> _Task requirements_: From the data below, keep only the lines that contain the string "flipper", and copy those lines out unchanged.

> _Source material_:
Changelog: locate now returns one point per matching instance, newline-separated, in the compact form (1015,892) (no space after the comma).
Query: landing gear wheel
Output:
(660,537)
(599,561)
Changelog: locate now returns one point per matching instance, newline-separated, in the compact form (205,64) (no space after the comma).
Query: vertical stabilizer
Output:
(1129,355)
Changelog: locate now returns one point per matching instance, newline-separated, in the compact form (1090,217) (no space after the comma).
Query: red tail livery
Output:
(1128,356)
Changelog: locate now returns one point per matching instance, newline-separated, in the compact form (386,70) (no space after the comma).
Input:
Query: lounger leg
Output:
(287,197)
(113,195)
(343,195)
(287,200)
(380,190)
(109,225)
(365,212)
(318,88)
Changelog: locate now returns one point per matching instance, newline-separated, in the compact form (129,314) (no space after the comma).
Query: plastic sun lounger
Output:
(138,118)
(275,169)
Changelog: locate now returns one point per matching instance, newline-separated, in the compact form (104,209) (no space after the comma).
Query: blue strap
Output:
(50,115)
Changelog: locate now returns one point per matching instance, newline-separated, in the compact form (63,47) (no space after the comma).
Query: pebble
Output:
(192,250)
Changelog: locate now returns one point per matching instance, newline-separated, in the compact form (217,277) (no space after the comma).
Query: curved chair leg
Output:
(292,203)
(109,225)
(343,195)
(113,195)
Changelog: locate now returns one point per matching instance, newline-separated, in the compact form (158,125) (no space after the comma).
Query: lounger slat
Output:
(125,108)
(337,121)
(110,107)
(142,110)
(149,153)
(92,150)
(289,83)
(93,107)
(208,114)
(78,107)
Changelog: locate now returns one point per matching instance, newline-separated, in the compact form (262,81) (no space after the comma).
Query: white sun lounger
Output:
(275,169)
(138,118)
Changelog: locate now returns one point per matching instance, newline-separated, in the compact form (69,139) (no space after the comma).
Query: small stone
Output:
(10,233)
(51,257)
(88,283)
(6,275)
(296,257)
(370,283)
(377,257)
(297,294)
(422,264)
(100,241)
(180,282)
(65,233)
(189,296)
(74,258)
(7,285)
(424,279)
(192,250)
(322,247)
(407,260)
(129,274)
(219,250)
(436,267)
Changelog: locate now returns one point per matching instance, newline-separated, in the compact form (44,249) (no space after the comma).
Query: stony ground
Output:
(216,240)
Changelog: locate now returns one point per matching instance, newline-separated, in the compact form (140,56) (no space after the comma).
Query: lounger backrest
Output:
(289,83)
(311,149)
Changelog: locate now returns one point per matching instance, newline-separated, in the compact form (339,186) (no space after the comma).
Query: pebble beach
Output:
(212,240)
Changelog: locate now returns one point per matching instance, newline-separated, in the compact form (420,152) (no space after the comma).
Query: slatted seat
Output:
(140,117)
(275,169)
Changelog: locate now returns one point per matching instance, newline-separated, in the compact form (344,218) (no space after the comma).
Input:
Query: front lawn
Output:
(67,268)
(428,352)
---
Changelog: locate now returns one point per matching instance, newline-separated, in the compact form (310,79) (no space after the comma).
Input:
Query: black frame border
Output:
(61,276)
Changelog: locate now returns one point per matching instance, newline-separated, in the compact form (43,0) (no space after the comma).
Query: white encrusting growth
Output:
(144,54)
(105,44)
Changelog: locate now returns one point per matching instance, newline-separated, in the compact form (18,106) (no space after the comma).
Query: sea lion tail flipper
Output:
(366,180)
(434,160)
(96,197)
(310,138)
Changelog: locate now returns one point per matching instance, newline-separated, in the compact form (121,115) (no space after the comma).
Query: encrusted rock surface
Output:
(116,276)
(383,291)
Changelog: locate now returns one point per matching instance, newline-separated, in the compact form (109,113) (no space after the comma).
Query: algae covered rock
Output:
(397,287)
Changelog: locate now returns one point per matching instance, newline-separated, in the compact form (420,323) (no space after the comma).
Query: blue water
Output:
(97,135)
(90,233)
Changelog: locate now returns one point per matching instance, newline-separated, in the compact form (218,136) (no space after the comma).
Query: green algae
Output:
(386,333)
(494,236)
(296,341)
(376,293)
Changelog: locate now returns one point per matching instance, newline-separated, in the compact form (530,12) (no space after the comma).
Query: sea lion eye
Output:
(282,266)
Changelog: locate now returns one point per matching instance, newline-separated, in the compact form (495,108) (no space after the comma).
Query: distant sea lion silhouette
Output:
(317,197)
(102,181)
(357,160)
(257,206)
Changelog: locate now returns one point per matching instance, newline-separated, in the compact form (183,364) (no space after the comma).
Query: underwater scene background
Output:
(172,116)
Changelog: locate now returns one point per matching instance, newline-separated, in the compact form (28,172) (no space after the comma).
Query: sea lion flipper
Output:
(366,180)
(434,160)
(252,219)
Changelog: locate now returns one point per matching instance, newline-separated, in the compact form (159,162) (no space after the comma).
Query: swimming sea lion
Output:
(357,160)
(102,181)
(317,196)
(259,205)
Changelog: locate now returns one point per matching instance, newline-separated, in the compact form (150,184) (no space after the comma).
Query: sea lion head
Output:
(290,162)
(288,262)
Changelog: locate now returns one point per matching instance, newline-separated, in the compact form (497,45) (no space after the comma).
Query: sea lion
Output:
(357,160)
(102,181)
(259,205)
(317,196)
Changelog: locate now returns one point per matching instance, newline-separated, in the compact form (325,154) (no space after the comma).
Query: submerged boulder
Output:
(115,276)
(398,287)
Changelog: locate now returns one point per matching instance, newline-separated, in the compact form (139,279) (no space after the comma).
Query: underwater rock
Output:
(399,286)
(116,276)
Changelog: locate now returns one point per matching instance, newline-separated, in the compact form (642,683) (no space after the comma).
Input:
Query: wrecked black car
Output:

> _Reply_:
Query: sea lion tail flipper
Query: sea lion flipper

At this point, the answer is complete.